## TO DO
Reproduce each of the following records verbatim, changing nothing.

## MATERIALS PROVIDED
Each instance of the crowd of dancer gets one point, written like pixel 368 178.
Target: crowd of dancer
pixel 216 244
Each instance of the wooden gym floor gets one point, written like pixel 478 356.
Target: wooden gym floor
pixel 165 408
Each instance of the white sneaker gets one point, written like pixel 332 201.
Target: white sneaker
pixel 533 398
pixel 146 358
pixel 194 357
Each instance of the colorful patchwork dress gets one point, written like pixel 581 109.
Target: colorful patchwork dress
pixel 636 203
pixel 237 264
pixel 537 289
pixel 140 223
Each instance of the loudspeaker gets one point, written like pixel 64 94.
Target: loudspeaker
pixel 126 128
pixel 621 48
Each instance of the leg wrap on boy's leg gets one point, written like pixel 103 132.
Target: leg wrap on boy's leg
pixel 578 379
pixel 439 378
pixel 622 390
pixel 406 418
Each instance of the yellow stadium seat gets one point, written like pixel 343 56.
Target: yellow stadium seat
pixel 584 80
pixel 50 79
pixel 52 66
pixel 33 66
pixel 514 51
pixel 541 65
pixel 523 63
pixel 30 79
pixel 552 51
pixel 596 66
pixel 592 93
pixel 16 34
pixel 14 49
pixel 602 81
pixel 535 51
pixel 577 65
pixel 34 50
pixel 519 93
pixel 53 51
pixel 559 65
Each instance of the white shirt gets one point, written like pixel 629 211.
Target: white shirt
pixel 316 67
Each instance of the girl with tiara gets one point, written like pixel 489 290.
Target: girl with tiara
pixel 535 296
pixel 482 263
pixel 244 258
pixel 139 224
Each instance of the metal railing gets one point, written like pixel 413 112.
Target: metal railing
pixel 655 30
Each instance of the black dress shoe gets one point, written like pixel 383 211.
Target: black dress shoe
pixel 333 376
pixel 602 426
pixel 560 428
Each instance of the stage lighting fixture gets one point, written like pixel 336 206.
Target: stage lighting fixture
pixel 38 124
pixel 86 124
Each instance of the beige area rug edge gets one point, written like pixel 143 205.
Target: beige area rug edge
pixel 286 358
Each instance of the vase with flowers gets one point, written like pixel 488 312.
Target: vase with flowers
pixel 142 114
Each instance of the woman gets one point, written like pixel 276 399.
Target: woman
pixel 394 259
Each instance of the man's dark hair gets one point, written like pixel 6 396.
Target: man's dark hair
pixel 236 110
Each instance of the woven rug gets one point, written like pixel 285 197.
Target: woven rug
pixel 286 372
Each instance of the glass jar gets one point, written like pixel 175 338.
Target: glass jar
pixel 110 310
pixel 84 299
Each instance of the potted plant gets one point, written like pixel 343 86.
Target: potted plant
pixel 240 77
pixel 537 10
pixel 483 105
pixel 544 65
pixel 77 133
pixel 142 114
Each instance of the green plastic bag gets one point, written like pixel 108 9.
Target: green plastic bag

## WORKED SOLUTION
Each instance of the crowd of dancer gets one point, written like pixel 368 178.
Target: crowd of dancer
pixel 216 244
Each instance of the wooden gym floor gets one point, written like pixel 478 356.
Target: wooden gym floor
pixel 165 408
Each instance of the white sneaker gets one point, written like pixel 332 201.
Target: white sneaker
pixel 533 398
pixel 146 358
pixel 194 357
Each instance of the colorful patchwork dress gets one point, written like pixel 581 109.
Target: colorful patchwork dress
pixel 636 203
pixel 237 264
pixel 537 289
pixel 140 223
Each instance of the loudspeaker gets one point, written like pixel 64 94.
Target: loudspeaker
pixel 126 128
pixel 621 48
Each instance of the leg wrap on boy's leg gets one point, written like pixel 103 132.
Target: leg wrap on boy's leg
pixel 578 379
pixel 439 378
pixel 622 390
pixel 406 418
Each instance of the yellow stadium seat gets one point, written like pixel 343 56.
Target: yellow stadium seat
pixel 584 80
pixel 50 79
pixel 52 66
pixel 33 66
pixel 514 51
pixel 541 65
pixel 523 63
pixel 30 79
pixel 552 51
pixel 596 66
pixel 592 93
pixel 16 34
pixel 14 49
pixel 602 81
pixel 535 51
pixel 577 65
pixel 34 50
pixel 519 93
pixel 53 51
pixel 559 65
Each instance of the white shirt gets one point, written like pixel 629 211.
Target: white shirt
pixel 316 67
Each instance of the girl with tiara gets one point, written like pixel 489 290.
Target: girl with tiara
pixel 535 296
pixel 482 263
pixel 244 258
pixel 139 224
Each instance of the metal railing gets one point, written like pixel 413 112.
Target: metal railing
pixel 655 30
Each instance of the black dress shoe gets one point, written like pixel 383 211.
Target: black dress shoe
pixel 333 376
pixel 602 426
pixel 560 428
Each instance of the stage lighting fixture gets one point, written like pixel 336 206.
Target: stage lighting fixture
pixel 38 124
pixel 86 124
Each instance of the beige area rug edge gets one point, written like pixel 143 205.
Target: beige area rug edge
pixel 286 358
Each instance of the vase with flowers gets one point, written like pixel 488 312.
Target: vase with flowers
pixel 142 114
Each instance of the woman gets one point, written like pixel 276 399.
Target: woman
pixel 394 259
Each instance of the man's dark hair gets one point, written like pixel 6 396.
Target: man's dark hair
pixel 236 110
Each instance of the woven rug gets one point, written like pixel 285 197.
Target: woven rug
pixel 286 372
Each instance of the glass jar gets one point, written like pixel 175 338.
Target: glass jar
pixel 110 310
pixel 84 299
Each instance of the potted plant gets one point, written like pixel 343 86.
Target: potted plant
pixel 240 77
pixel 537 10
pixel 483 105
pixel 544 65
pixel 77 133
pixel 142 114
Each instance of the green plastic bag gets one point, written like pixel 108 9.
Target: green plastic bag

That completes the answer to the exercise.